---------- Dataset content

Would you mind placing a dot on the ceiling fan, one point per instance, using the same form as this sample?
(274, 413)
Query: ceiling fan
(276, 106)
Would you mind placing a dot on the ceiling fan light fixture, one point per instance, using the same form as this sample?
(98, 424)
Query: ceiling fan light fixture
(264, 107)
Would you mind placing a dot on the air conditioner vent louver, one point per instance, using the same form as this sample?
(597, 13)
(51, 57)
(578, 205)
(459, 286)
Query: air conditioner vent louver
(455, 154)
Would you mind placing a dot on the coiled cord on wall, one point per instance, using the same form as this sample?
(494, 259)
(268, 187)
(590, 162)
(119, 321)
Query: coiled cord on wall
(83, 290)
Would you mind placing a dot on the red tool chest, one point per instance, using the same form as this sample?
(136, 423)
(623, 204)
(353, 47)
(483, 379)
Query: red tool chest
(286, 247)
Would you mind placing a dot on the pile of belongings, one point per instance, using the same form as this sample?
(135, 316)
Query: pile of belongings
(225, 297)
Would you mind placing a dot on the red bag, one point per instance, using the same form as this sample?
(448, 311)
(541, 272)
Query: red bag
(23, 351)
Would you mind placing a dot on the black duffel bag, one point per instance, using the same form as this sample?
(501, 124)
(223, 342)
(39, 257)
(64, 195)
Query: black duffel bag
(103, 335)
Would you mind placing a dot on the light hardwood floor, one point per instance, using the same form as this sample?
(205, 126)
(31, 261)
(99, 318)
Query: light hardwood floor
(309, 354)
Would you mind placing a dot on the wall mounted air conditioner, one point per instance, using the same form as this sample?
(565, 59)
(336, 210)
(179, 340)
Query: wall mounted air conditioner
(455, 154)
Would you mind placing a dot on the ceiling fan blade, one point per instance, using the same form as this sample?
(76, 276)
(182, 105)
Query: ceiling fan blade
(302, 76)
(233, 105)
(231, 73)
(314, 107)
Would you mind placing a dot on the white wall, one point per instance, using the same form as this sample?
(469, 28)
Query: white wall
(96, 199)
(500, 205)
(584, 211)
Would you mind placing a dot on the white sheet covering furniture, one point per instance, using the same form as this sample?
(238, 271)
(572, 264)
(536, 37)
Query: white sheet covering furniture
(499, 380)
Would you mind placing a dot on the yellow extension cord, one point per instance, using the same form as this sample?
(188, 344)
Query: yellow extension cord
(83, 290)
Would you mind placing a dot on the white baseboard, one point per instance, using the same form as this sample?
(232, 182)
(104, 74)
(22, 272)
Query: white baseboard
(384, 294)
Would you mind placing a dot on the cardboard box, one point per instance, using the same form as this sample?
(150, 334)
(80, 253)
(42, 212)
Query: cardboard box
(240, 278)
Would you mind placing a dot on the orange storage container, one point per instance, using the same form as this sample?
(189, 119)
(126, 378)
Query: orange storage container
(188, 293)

--------------------

What to work on
Repeat, word for word, every line from the line that contains "fan blade, one" to the end of the entries; include both of those lines and no others.

Exercise response
Would you mind placing a dot on the ceiling fan blade, one point per instance, using the same form as this sample?
(76, 276)
(182, 105)
Query: ceiling fan blade
(302, 76)
(233, 105)
(231, 73)
(314, 107)
Would you mind placing a dot on the white wall, one point per instance, using the same form as this sample?
(469, 28)
Query: white wall
(96, 199)
(500, 205)
(584, 211)
Would you mind placing a dot on the white sheet covering furniture, one point per instance, using the same form as this sample?
(238, 271)
(572, 264)
(536, 37)
Query: white sheet covering furniture
(499, 380)
Would you mind placing a dot on the yellow extension cord, one point per instance, using the same form as this sample?
(188, 344)
Query: yellow extension cord
(83, 290)
Would you mind placing a dot on the white baseboard, one point per instance, using the same form as this sample?
(232, 182)
(104, 74)
(22, 272)
Query: white baseboard
(384, 294)
Would you mind placing a dot on the cardboard box, one point per instance, using the same form as this sample?
(150, 334)
(80, 253)
(42, 212)
Query: cardboard box
(240, 278)
Would you mind placing a dot on the orange storage container, one point per instance, using the same form as this sample?
(189, 119)
(126, 378)
Query: orange storage container
(188, 293)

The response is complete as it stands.